Recorded data:
>>>

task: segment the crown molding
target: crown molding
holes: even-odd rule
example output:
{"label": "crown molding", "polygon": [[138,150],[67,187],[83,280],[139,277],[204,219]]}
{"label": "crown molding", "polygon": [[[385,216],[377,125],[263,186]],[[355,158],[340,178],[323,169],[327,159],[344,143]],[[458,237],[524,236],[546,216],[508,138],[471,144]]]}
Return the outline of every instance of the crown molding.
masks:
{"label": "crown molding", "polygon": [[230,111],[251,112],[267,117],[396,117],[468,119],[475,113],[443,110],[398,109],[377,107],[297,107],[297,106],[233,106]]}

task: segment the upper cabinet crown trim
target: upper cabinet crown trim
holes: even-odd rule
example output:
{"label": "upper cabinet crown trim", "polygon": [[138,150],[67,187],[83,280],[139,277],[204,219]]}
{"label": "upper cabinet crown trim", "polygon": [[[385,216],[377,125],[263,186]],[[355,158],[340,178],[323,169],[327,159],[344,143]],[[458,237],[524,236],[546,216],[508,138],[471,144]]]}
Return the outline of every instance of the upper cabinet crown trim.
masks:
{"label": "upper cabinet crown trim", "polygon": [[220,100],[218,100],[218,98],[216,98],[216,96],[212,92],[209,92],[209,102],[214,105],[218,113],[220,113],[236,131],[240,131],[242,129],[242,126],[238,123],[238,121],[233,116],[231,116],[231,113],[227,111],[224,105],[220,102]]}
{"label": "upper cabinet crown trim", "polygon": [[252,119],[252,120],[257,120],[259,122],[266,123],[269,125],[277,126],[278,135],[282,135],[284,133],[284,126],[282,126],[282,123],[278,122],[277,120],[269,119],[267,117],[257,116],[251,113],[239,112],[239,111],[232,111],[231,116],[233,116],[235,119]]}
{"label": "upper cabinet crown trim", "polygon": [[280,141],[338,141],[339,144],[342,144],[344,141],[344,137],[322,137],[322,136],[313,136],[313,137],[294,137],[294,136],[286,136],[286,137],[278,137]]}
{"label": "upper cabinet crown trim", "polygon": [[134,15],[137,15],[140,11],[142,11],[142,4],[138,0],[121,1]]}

<<<

**What this task involves**
Find the string "Return" in the records, then copy each line where it occurs.

**Response area**
Return the outline of every instance of the crown molding.
Return the outline of every instance of the upper cabinet crown trim.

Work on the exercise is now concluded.